> ACTIONS TO TAKE
**A.** In the gas prices text, what was the average U.S. cost per gallon at the pump this week, according to the Energy Information Administration?
**B.** Translate this sentence from the gas prices text into Spanish: "The University of Michigan’s gauge of consumer sentiment fell to 65.6 from 69.1 this month."
**C.** Please reproduce word for word everything in the gas prices text from "Biden is releasing" down to "how that works.".

> PAGE TEXT
I threw in a chart that denotes the price of crude oil. At the start of the pandemic oil demand fell which caused crude oil prices to crash. Currently at around $80/barrel, they are in "normal" territory. The other factor that impacts prices at the pump is the refining capacity of the US. Ergo can it turn the thick stuff into gasoline?

Biden is releasing our strategic reserve (the US's giant storage tank) pre-election to keep oil prices down and his chances of getting elected up. We'll see how that works.

Gas is a lot cheaper this summer

But relief at the pump isn't quite translating to economic optimism

By Melvin Backman, Quartz Media

PublishedFriday 1:35PM

Bucking the usual pattern, gas prices are actually falling as the summer driving season gets going. This week, the Energy Information Administration noted that the average cost-per-gallon at the pump is about $3.43 in the U.S. That’s about 6.5% lower than where prices were in April, when they peaked for the year to date. It’s also lower than the same time last year ($3.60) and much lower than when average gas prices hit $5 this time in 2022.

Though cheaper fuel — especially as Americans hit the road for vacations and other summer travel — might be cause for celebration in some quarters, that typical elation isn’t hitting the data. The University of Michigan’s gauge of consumer sentiment fell to 65.6 from 69.1 this month.

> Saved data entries
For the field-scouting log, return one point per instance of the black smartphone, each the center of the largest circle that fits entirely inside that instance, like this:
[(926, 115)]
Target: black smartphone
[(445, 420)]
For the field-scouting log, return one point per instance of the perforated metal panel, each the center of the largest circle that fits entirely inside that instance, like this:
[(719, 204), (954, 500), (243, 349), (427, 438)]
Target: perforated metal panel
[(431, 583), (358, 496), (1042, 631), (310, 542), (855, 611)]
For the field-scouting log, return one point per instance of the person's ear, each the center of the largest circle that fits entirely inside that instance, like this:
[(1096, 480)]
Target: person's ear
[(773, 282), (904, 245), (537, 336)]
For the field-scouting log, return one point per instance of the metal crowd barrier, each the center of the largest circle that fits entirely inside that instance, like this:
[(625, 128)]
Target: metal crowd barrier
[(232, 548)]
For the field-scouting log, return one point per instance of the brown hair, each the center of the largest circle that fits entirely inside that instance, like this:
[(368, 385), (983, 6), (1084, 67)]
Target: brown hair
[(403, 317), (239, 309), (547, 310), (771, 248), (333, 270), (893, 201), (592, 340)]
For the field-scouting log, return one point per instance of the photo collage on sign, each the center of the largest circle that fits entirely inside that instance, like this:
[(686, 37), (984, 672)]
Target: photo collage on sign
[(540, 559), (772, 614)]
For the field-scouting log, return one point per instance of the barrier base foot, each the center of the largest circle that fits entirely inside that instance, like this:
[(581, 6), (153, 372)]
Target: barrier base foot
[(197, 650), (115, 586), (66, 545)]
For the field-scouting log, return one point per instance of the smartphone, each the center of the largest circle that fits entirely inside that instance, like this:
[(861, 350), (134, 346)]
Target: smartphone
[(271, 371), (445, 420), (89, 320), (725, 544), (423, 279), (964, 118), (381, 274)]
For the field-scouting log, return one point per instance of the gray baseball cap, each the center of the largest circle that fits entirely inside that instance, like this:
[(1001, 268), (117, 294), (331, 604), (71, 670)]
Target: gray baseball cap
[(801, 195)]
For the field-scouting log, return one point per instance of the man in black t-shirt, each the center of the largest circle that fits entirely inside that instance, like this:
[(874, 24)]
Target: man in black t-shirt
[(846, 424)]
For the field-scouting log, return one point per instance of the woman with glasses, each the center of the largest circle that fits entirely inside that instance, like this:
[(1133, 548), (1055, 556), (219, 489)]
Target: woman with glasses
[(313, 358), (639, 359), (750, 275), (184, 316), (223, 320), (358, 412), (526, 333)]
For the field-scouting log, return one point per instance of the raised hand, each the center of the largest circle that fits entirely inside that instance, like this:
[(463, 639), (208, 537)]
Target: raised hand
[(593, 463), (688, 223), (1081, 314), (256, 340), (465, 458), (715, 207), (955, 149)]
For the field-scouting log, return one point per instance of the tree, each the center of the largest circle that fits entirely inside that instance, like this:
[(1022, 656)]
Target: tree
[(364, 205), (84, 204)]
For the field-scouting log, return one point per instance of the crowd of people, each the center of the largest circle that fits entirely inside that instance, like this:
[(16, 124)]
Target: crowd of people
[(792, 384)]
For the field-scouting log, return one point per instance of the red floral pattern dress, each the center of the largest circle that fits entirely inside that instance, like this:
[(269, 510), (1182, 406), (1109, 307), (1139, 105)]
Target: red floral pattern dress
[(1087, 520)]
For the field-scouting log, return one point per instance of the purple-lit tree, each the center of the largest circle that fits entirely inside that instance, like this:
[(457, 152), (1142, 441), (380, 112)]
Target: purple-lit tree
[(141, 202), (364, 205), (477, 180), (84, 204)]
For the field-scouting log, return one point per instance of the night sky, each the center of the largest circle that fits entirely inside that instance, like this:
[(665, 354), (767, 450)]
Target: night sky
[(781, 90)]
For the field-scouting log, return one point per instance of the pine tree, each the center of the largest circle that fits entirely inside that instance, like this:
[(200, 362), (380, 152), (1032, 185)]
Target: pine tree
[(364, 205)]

> SOLUTIONS BY TASK
**A.** About $3.43.

**B.** El indicador de confianza del consumidor de la Universidad de Michigan cayó a 65,6 desde 69,1 este mes.

**C.**
Biden is releasing our strategic reserve (the US's giant storage tank) pre-election to keep oil prices down and his chances of getting elected up. We'll see how that works.